(TASK PROMPT): Count the lines in the data below that contain the string "light", matching case exactly, and give only that number.

=-=-=

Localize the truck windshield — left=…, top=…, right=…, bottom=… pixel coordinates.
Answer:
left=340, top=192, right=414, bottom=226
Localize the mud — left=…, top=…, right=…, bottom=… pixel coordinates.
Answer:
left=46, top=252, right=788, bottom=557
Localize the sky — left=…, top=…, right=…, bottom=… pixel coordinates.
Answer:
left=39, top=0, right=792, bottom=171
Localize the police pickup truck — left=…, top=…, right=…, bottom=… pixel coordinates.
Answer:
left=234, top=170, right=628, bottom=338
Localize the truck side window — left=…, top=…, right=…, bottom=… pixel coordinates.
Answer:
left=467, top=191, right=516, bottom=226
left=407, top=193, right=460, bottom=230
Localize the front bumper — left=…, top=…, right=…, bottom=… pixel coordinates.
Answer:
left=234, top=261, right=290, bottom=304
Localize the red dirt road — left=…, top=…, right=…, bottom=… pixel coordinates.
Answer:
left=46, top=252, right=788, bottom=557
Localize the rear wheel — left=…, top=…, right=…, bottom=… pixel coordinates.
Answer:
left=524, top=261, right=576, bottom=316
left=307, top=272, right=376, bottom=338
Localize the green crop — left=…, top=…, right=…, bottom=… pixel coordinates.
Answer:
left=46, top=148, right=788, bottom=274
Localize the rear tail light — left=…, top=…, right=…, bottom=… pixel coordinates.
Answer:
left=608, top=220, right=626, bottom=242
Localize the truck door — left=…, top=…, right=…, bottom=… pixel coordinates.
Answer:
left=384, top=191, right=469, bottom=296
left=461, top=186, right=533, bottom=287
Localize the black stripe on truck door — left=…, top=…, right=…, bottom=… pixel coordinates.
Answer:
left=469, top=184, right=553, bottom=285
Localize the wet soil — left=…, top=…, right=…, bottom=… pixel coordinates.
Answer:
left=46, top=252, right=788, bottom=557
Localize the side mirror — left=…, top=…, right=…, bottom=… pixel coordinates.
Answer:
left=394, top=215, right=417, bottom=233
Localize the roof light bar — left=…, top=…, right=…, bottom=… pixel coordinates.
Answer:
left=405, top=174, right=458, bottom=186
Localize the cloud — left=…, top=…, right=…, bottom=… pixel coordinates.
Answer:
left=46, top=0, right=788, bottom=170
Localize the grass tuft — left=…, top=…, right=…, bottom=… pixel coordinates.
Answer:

=-=-=

(ANSWER FOR THE TASK): 2